**Requirement**
Copy the listing below line for line, character for character, but leave out the pictures.

**Records for this exercise**

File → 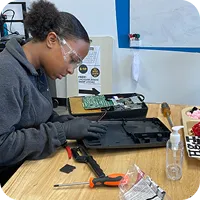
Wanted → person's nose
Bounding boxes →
[67,65,74,75]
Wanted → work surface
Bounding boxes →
[3,104,200,200]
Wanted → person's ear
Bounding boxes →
[46,32,58,49]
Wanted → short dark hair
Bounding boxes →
[24,0,90,43]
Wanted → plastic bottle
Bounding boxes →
[166,126,184,180]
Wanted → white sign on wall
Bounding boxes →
[78,46,101,95]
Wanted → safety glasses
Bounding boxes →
[57,36,83,69]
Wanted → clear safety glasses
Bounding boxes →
[58,37,83,69]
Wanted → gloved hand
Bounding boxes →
[63,118,107,140]
[52,115,75,123]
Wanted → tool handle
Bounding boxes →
[87,156,106,177]
[89,174,125,188]
[161,102,171,117]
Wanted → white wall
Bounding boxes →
[6,0,200,105]
[48,0,200,105]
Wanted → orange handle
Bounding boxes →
[89,174,125,188]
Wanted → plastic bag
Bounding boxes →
[119,165,170,200]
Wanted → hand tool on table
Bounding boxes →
[161,102,174,128]
[62,142,72,159]
[71,146,106,178]
[54,174,125,188]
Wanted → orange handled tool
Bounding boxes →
[54,174,125,188]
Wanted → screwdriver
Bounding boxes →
[161,102,174,128]
[54,174,125,188]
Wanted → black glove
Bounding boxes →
[63,118,107,140]
[52,115,75,123]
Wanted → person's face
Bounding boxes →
[41,32,90,80]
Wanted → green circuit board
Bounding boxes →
[82,95,114,110]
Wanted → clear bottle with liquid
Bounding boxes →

**Solved exercise**
File → 
Wanted → person's nose
Bounding boxes →
[67,65,74,75]
Wanted → work surface
Bounding boxes →
[3,104,200,200]
Wanted → person's ear
Bounding boxes →
[46,32,58,49]
Wanted → short dark hair
Bounding boxes →
[24,0,90,43]
Wanted → plastic bottle
Bounding boxes →
[166,126,184,180]
Wanted → white sign on wall
Bounding boxes →
[78,46,101,95]
Wanted → safety glasses
Bounding boxes →
[57,36,83,69]
Wanted → clear safety glasses
Bounding boxes →
[58,37,83,69]
Wanted → gloved hand
Bounding boxes →
[63,118,107,140]
[52,115,75,123]
Wanted → tool handle
Bounding boxes →
[87,156,106,177]
[89,174,125,188]
[161,102,171,117]
Wanted → white wall
Bounding boxes →
[6,0,200,105]
[48,0,200,105]
Wanted → orange handle
Bounding boxes →
[89,174,125,188]
Wanted → plastic bag
Bounding boxes →
[119,165,170,200]
Wanted → hand tool on table
Bounding boxes →
[161,102,174,128]
[62,142,72,159]
[71,146,106,178]
[54,174,125,188]
Wanted → orange handled tool
Bounding boxes →
[54,174,125,188]
Wanted → screwdriver
Bounding boxes →
[161,102,174,128]
[54,174,125,188]
Wanted → black glove
Bounding boxes →
[63,118,107,140]
[52,115,75,123]
Wanted → person's face
Bounding boxes →
[41,32,90,80]
Wanted → green circuit board
Bounding boxes →
[82,95,114,110]
Wanted → clear bottle with liquid
Bounding boxes →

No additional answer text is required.